--- start of EXCERPT ---
UNITED STATES DISTRICT COURT FOR THE DISTRICT OF NEW JERSEY CAMDEN VICINAGE
Mar 3, 2020
Civil No. 19-8778 (RBK/KMW) (D.N.J. Mar. 3, 2020)

Opinion

Civil No. 19-8778 (RBK/KMW)

03-03-2020

BERNARD HEINZ, Plaintiff, v. DUBELL LUMBER CO., Defendant.


NOT FOR PUBLICATION

OPINION

KUGLER, United States District Judge:

This matter comes before the Court upon Plaintiff Bernard Heinz's Motion for class certification (Doc. No. 6) and Motion for default judgment (Doc. No. 7). Plaintiff is a former employee of Defendant Dubell Lumber Co., who contends that he and at least 157 other employees were terminated without timely notice as required under the Worker Adjustment and Retraining Notification Act ("WARN Act"), 29 U.S.C. § 2101 et seq., and the New Jersey Millville Dallas Airmotive Plant Job Loss Notification Act ("New Jersey WARN Act"), N.J.S.A. 34:21-1 et seq. For the reasons set forth below, both of Plaintiff's motions are DENIED without prejudice.

I. BACKGROUND

Defendant operated facilities in Cherry Hill, Millville, Pleasantville, Vineland, and Winslow, New Jersey. (Doc. No. 1 ("Compl.") at ¶ 4). Defendant had more than 100 employees who in the aggregate worked at least 4,000 hours per week. (Id. at ¶ 28). Plaintiff was one of Defendant's employees. (Id. at ¶ 15). On February 6, 2019, Defendant notified Plaintiff and other employees that it was ceasing its operations and laying off its employees at the Cherry Hill, Millville, Pleasantville, Vineland, and Winslow facilities. (Id. at ¶ 13). Within thirty days of February 9, 2019, Defendant laid off approximately one hundred and fifty-seven full-time employees. (Id. at ¶ 14). Plaintiff was terminated on February 9, 2019. (Id. at ¶ 15).

On March 20, 2019, Plaintiff initiated this action by filing his Complaint. On May 7, 2019, a John Bambach executed a waiver of service of the summons on behalf of Defendant. (Doc. No. 4). Despite executing this waiver, Defendant never filed an answer or other responsive pleading. As such, May 28, 2019, the Clerk entered default against Defendant at Plaintiff's request. (Doc. No. 5). On July 8, 2019, Plaintiff filed the present Motion for class certification and Motion for default judgment.
--- end of EXCERPT ---
--- start of DATASET CONTENT ---
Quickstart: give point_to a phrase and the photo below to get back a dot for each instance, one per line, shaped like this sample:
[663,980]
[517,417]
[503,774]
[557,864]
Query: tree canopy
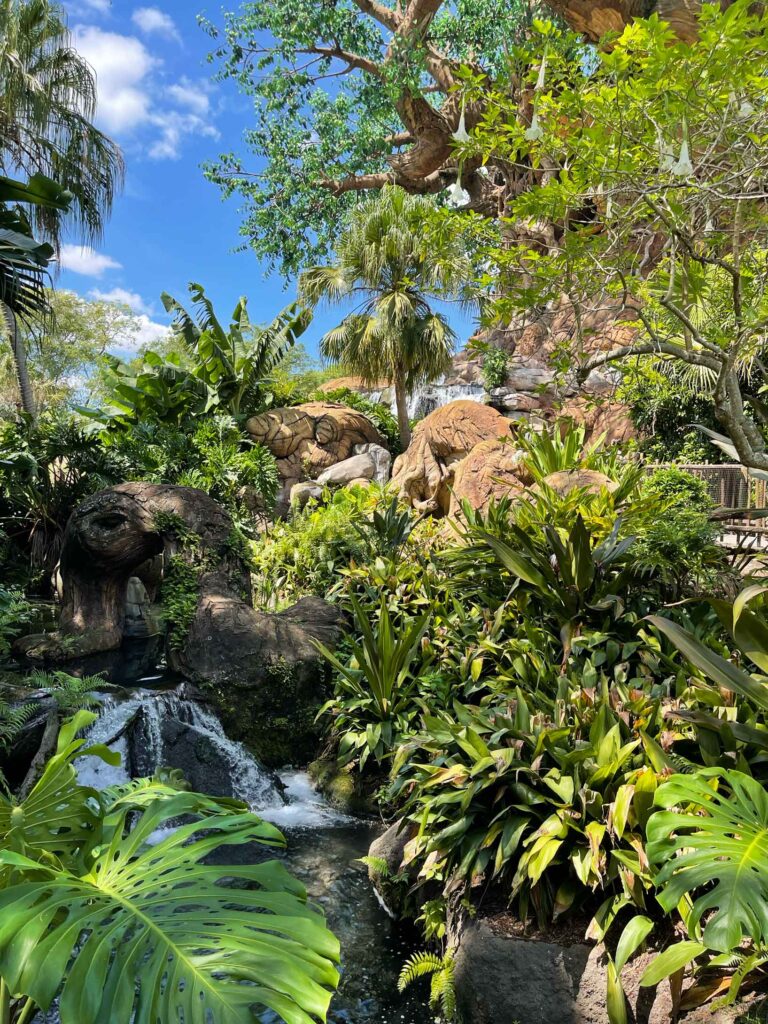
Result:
[347,97]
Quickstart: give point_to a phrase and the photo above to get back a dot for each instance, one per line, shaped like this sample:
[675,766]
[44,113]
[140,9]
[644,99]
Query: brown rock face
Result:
[580,479]
[609,419]
[492,470]
[306,439]
[424,473]
[262,671]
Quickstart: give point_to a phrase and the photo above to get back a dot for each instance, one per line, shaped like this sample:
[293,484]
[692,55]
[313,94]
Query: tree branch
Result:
[385,16]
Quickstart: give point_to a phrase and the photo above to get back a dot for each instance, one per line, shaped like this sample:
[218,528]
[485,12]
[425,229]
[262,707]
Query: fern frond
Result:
[419,966]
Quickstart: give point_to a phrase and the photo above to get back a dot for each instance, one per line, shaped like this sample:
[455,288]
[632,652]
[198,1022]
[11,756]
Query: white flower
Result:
[535,132]
[458,197]
[461,134]
[666,154]
[683,168]
[542,74]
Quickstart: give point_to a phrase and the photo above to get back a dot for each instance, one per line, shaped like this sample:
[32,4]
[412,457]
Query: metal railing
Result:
[732,487]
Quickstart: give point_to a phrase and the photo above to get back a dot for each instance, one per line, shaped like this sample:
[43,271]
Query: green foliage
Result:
[377,413]
[15,611]
[656,153]
[224,369]
[302,89]
[663,408]
[303,554]
[179,596]
[71,693]
[495,368]
[220,926]
[393,334]
[442,988]
[374,690]
[46,470]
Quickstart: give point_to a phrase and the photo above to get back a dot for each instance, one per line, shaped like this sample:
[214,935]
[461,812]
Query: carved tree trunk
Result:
[594,17]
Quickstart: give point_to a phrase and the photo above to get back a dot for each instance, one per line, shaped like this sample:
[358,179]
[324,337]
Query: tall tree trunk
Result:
[400,400]
[19,360]
[593,18]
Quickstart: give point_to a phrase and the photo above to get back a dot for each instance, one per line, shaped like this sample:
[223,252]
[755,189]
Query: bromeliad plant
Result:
[118,927]
[374,705]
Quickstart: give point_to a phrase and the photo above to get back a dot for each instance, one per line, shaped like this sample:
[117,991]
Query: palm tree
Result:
[393,333]
[47,105]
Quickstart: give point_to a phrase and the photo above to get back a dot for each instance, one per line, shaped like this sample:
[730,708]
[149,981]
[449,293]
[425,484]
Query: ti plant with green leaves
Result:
[374,702]
[120,927]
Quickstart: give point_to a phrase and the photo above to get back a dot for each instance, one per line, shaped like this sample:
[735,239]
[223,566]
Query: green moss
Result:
[344,787]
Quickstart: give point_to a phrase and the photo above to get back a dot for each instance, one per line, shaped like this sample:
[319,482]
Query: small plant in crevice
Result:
[179,595]
[70,693]
[442,987]
[495,368]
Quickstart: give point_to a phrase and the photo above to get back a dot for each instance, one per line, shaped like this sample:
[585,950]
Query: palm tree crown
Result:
[393,333]
[47,104]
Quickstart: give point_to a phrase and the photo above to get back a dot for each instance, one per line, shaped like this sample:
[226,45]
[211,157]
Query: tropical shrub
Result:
[80,872]
[14,612]
[373,707]
[302,555]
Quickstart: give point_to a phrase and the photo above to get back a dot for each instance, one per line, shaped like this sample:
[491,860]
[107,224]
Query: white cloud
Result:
[193,96]
[133,103]
[153,20]
[122,65]
[85,260]
[121,295]
[174,126]
[148,333]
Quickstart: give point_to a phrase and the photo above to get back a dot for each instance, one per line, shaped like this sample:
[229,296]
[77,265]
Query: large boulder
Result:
[356,468]
[609,420]
[492,470]
[424,474]
[503,976]
[307,439]
[263,672]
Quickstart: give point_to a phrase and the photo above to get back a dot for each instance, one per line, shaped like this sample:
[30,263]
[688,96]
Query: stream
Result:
[153,726]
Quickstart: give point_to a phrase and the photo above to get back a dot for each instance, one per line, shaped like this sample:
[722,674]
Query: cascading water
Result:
[427,397]
[157,728]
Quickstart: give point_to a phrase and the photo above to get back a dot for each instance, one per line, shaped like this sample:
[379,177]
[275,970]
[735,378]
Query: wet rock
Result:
[263,674]
[576,479]
[382,460]
[302,494]
[504,978]
[357,467]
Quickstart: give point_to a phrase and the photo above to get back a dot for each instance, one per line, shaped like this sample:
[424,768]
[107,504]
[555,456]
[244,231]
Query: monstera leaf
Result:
[154,933]
[58,818]
[715,850]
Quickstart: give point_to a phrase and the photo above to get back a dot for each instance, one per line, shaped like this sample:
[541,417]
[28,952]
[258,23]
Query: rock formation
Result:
[307,439]
[424,474]
[262,671]
[492,470]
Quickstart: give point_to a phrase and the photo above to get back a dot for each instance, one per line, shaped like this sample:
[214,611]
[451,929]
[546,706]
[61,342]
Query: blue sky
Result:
[170,226]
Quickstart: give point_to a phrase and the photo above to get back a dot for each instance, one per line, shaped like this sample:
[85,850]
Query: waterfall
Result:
[154,729]
[427,397]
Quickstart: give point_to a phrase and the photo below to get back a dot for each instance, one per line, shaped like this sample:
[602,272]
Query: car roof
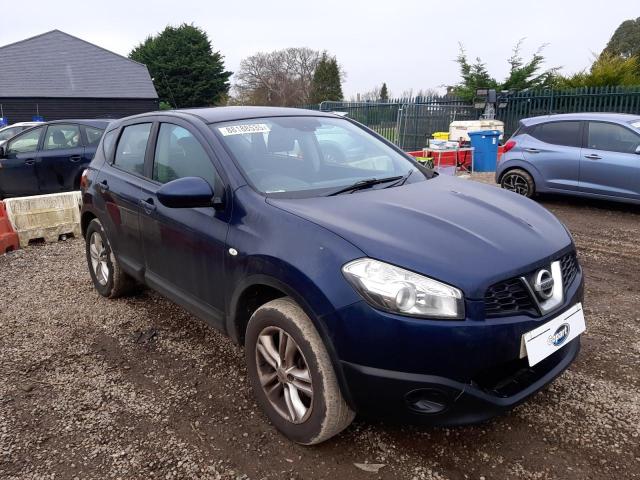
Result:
[225,114]
[21,124]
[612,117]
[92,122]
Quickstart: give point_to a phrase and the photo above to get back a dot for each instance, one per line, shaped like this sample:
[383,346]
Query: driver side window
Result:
[25,143]
[179,154]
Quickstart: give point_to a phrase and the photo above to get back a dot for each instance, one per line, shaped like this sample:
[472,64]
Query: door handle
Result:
[147,205]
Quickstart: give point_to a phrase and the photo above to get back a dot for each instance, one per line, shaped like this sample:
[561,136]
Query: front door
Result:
[59,159]
[610,165]
[119,183]
[18,168]
[184,248]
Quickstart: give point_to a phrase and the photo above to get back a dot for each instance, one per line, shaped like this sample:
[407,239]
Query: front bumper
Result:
[433,400]
[442,372]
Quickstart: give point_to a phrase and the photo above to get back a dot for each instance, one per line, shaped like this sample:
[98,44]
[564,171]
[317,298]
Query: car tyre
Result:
[106,273]
[519,181]
[292,375]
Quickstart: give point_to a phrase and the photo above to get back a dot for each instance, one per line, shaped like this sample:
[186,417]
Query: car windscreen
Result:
[310,156]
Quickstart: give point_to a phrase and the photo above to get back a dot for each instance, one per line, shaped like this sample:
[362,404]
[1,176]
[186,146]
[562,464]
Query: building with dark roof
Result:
[56,75]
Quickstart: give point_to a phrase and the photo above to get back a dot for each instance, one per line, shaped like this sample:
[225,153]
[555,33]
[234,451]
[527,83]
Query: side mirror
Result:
[187,192]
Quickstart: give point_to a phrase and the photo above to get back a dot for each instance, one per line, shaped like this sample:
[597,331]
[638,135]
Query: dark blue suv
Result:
[357,280]
[48,158]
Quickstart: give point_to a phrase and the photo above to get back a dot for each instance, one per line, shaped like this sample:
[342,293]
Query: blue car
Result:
[48,158]
[370,286]
[593,155]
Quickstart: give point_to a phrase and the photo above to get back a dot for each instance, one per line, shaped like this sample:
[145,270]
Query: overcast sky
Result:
[409,44]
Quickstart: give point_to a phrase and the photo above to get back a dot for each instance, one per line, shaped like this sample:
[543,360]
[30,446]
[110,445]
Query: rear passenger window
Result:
[179,155]
[612,138]
[132,147]
[558,133]
[61,136]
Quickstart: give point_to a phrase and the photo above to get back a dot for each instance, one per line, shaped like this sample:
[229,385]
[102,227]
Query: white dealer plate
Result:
[538,344]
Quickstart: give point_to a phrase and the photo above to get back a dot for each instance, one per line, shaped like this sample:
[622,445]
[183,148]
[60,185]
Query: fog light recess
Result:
[427,401]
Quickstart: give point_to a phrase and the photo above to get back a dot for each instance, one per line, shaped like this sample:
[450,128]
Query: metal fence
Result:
[589,99]
[409,122]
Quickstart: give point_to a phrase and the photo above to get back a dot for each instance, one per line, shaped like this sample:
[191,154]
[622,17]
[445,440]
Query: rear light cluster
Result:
[84,179]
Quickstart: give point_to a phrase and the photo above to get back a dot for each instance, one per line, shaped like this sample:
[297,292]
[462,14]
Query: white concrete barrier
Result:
[45,216]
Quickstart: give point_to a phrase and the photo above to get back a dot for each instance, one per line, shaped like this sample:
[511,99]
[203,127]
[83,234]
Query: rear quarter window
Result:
[108,143]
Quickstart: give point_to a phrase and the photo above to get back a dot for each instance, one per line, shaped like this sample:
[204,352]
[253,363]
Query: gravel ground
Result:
[137,388]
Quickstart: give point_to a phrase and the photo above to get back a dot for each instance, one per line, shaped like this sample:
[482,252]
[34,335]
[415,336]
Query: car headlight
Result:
[398,290]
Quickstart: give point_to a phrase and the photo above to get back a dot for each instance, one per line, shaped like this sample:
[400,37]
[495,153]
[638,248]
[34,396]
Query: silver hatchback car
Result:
[585,154]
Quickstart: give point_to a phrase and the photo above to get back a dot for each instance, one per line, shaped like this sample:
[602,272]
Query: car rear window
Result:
[558,133]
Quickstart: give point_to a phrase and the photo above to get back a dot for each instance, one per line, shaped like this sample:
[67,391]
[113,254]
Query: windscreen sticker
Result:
[244,129]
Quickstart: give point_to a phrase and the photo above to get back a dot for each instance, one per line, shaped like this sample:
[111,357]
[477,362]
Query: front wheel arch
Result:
[525,174]
[236,326]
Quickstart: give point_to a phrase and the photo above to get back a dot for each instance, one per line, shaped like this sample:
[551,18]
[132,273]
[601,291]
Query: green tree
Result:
[607,70]
[326,83]
[474,76]
[185,70]
[522,74]
[384,93]
[625,41]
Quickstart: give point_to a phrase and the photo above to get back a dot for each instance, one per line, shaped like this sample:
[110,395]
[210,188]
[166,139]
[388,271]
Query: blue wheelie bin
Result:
[485,153]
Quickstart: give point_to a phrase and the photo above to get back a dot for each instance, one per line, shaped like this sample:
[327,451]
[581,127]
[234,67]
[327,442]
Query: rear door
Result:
[184,247]
[18,168]
[119,185]
[59,158]
[610,164]
[554,149]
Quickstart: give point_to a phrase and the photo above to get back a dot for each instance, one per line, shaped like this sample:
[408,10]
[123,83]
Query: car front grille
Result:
[512,297]
[569,265]
[508,298]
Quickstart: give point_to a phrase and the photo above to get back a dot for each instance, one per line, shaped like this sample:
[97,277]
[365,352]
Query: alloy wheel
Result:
[516,183]
[284,374]
[98,254]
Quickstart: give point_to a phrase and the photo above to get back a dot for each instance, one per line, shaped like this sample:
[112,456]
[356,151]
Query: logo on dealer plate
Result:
[560,335]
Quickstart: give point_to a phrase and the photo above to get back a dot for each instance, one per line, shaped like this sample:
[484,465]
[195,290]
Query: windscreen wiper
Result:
[401,180]
[362,184]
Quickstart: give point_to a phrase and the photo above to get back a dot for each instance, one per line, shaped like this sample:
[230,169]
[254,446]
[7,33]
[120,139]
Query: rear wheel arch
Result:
[85,220]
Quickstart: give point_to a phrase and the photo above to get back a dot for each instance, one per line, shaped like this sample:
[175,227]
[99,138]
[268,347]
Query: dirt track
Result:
[137,388]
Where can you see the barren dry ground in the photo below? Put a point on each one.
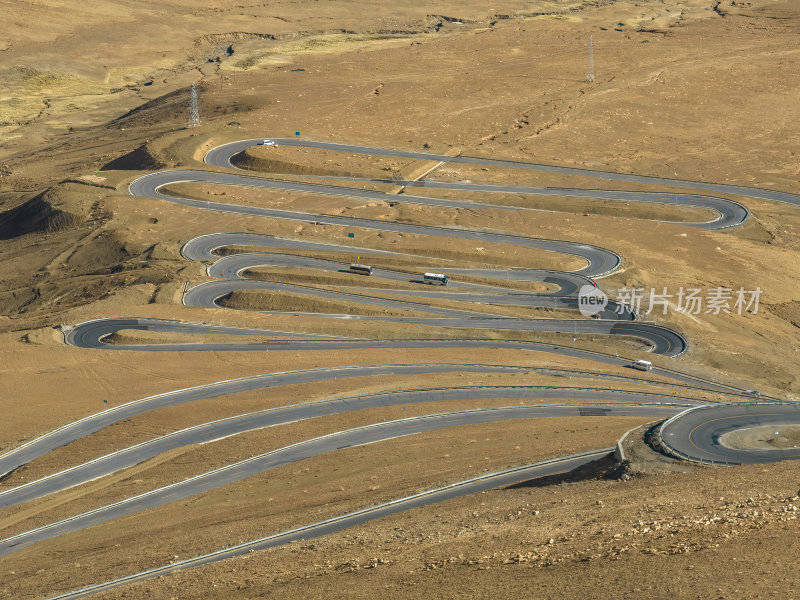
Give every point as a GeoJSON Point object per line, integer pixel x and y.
{"type": "Point", "coordinates": [93, 96]}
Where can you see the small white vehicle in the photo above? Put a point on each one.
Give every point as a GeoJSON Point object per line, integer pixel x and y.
{"type": "Point", "coordinates": [436, 278]}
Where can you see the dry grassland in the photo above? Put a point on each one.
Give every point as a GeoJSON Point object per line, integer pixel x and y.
{"type": "Point", "coordinates": [693, 89]}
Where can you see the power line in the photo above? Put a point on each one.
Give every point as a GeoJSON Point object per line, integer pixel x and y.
{"type": "Point", "coordinates": [194, 111]}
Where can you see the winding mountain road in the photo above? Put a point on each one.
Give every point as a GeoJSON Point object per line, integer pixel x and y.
{"type": "Point", "coordinates": [694, 433]}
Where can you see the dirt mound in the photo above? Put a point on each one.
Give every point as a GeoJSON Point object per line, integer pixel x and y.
{"type": "Point", "coordinates": [141, 159]}
{"type": "Point", "coordinates": [37, 215]}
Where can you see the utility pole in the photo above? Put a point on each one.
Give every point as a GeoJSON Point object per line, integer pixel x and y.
{"type": "Point", "coordinates": [194, 111]}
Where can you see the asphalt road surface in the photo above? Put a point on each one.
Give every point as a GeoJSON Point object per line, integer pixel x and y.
{"type": "Point", "coordinates": [729, 213]}
{"type": "Point", "coordinates": [695, 434]}
{"type": "Point", "coordinates": [313, 447]}
{"type": "Point", "coordinates": [314, 530]}
{"type": "Point", "coordinates": [208, 432]}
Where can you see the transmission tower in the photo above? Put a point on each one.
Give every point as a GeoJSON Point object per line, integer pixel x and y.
{"type": "Point", "coordinates": [194, 111]}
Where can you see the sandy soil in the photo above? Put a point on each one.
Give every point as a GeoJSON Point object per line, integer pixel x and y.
{"type": "Point", "coordinates": [692, 89]}
{"type": "Point", "coordinates": [763, 438]}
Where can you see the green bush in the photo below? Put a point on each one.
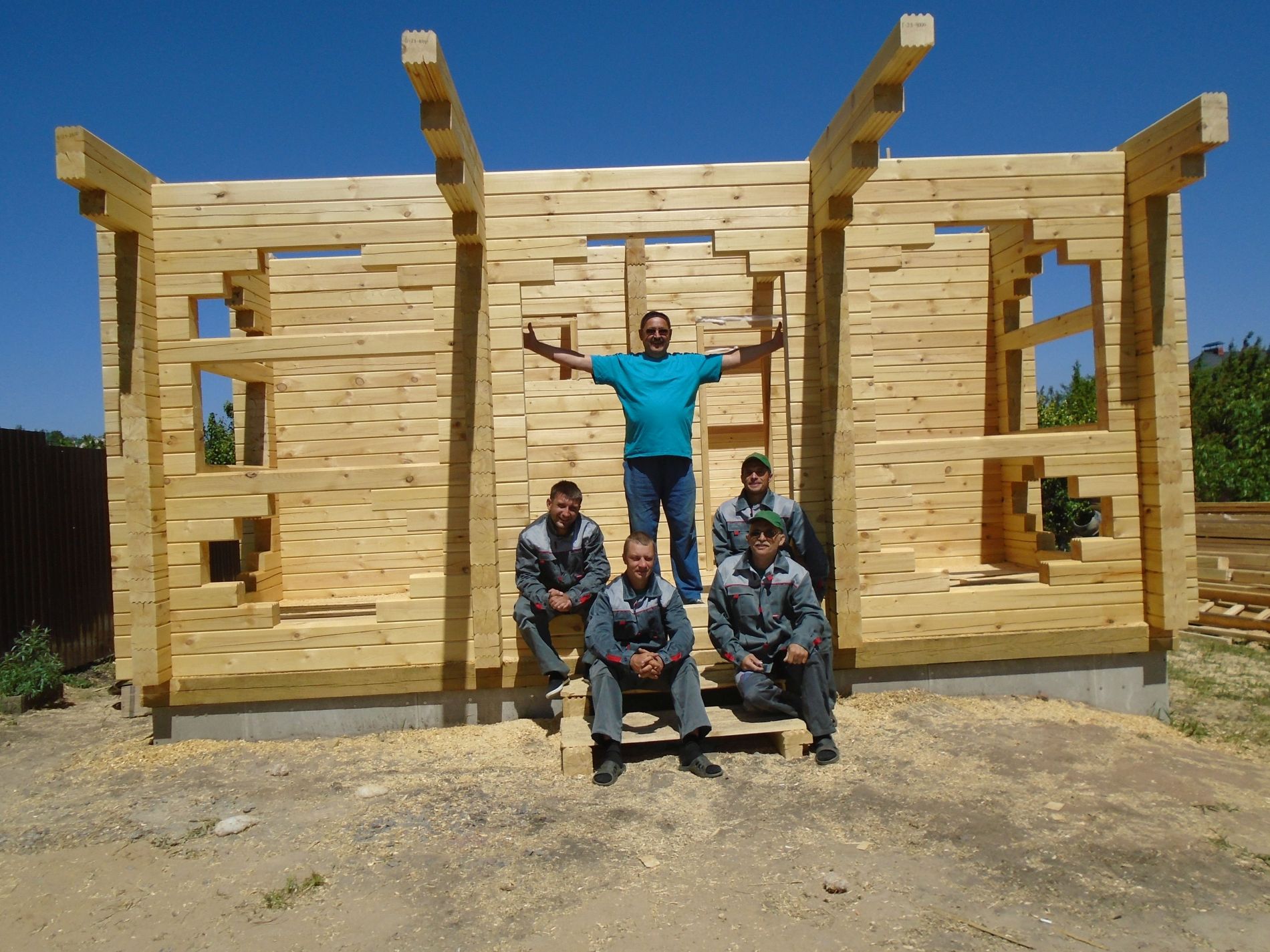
--- end of DATASET CONTENT ---
**ACTIONS TO TAKE:**
1. According to the Heinz v. Dubell Lumber Co. opinion, on what date was the plaintiff terminated?
2. Pick up the Heinz v. Dubell Lumber Co. court opinion after its last sentence and continue it in the same style.

**TASK-BY-TASK ANSWERS:**
1. February 9, 2019.

2.
II. DISCUSSION

To begin, the Court notes that the Clerk's entry of default in this case is no barrier to the certification of Plaintiff's proposed class. See Fayun Luo v. Qiao Xing Universal Resources, No. 12-45, 2017 WL 2470248, at *2 (D.V.I. June 6, 2017) (granting class certification where defendant failed to appear and clerk entered default); Skeway v. China Natural Gas, Inc., 304 F.R.D. 467, 472 (D. Del. 2014) (explaining that "any other conclusion might give defendants an incentive to default in situations where class certification seems likely" (internal quotation omitted)). Consequently, the Court first considers Plaintiff's Motion for class certification, before turning to his Motion for default judgment.

A. Rule 23 Class Certification

The WARN Act provides that employers with more than one hundred employees may not order a "plant closing or mass layoff" without providing at least sixty days' written notice to the affected employees. 29 U.S.C. §§ 2101-02; see In re APA Trans. Corp. Consol. Litig., 541 F.3d 233, 248 (3d Cir. 2008) (characterizing the WARN Act as a "strict liability" statute). The New Jersey WARN Act contains an analogous notice requirement. N.J.S.A. 34:21-2(a). Plaintiff seeks to certify the following class to bring WARN Act claims:

all persons who worked at or reported to one of Defendant's Facilities and were terminated without cause on or within thirty (30) days of February 9, 2019, or were terminated without cause as the reasonably foreseeable consequence of the mass layoffs and/or plant closings by Defendant on or within (30) days of February 9, 2019.
(Doc. No. 6-3 at 1). Plaintiff also seeks to certify a New Jersey WARN Act class of "all persons who worked at or reported to one of Defendant's facilities and were terminated without cause on or about February 9, 2019." (Id. at 2)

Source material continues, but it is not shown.